* [Document section]:
+++++

Focus groups of Trump voters in 2016 thought the fact he was a ‘hugely successful’ businessman would make him an ideal president. The fact he was a loser in business will hurt him. And that is why he’s been doing everything he can to keep his taxes secret.

The Mueller Impeachment Referral

A redacted version of special counsel Robert Mueller’s long-awaited report on Russian interference in the 2016 election was released Thursday, allowing Congress and the public to read the findings for themselves.

Attorney General William Barr went to bat for Trump at a press conference on Mueller’s report early Thursday, shortly before the report’s public release, in which he repeatedly echoed the the president’s talking point that there was “no collusion” during the 2016 election. The Trump-picked attorney general’s decision to speak on the redacted report before it was sent to Congress drew fierce criticism. Democratic lawmakers then requested that Mueller testify about his findings before the House Judiciary Committee as soon as possible.

Throughout the special counsel’s nearly two-year investigation, six Trump campaign associates and dozens of Russian operatives were charged with various crimes.

Some key takeaways from the report are as follows:

Mueller looked at 10 instances of obstruction by Trump.

The report details multiple instances in which Trump attempted to obstruct justice by using his position to interfere with the special counsel’s investigation. Mueller declined to make a determination about whether the president obstructed justice.

The report pointed to instances like Trump telling former White House Counsel Donald McGahn to fire Mueller, and asking political operative Corey Lewandowski to tell then-Attorney General Jeff Sessions to limit the scope of the investigation to future elections.

An obstruction of justice charge would require the special counsel to determine that Trump’s actions, which may have impeded the Russia probe, were done with that intent, Mueller said in the report. It seem obvious that was exactly what Trump was trying to do, but for some reason the special counsel didn’t come to that conclusion.

Trump’s attempts to obstruct justice were foiled by his staff.

Trump may have been saved from an obstruction of justice charge due to his aides’ refusal to follow his illegal orders.

Then-FBI Director James Comey, for instance, ignored Trump’s request to stop investigating the president’s first national security adviser, Michael Flynn, who was later convicted of lying to the FBI; McGahn didn’t help fire Mueller, and Lewandowski didn’t pass along Trump’s message to Sessions saying Mueller’s investigation was unfair to the president and to limit its scope.

+++++

* [The exercise]:
Print the stretch of the Mueller report text from "Trump may have" through "limit its scope.".

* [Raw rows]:
+++++

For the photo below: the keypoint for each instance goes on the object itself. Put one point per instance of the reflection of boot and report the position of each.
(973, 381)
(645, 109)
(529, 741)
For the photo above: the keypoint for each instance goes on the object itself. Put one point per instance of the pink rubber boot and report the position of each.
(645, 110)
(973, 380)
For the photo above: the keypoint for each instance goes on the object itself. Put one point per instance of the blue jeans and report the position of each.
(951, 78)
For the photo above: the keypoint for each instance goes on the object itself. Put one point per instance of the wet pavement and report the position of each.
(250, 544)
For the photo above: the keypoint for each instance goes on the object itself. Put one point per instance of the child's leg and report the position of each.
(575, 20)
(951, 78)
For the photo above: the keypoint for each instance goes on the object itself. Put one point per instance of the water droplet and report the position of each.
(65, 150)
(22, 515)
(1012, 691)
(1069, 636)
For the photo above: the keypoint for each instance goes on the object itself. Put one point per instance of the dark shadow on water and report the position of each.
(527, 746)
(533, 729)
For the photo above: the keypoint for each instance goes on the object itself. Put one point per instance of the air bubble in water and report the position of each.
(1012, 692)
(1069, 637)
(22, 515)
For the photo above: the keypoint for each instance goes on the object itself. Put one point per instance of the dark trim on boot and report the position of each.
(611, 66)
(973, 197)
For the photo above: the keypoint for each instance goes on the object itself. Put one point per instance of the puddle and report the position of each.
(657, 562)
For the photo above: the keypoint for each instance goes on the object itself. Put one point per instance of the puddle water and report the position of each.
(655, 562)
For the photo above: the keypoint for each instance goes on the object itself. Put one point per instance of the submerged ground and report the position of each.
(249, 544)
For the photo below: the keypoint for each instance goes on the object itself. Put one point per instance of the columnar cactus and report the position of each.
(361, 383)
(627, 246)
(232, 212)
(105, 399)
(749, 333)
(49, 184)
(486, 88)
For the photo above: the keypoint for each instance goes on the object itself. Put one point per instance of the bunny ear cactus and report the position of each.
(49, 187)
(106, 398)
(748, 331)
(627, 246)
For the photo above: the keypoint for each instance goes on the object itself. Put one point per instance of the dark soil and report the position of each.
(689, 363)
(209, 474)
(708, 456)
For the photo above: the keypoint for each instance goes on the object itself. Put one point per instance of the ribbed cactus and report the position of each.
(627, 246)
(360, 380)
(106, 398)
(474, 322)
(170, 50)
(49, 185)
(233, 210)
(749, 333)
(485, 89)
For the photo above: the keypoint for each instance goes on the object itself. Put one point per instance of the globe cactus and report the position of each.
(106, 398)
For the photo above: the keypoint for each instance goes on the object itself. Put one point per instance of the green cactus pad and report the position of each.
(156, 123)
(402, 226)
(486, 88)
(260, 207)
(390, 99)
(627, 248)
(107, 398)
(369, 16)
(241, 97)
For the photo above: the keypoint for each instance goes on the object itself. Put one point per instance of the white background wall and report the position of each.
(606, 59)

+++++

* [Solution for this exercise]:
Trump may have been saved from an obstruction of justice charge due to his aides’ refusal to follow his illegal orders.

Then-FBI Director James Comey, for instance, ignored Trump’s request to stop investigating the president’s first national security adviser, Michael Flynn, who was later convicted of lying to the FBI; McGahn didn’t help fire Mueller, and Lewandowski didn’t pass along Trump’s message to Sessions saying Mueller’s investigation was unfair to the president and to limit its scope.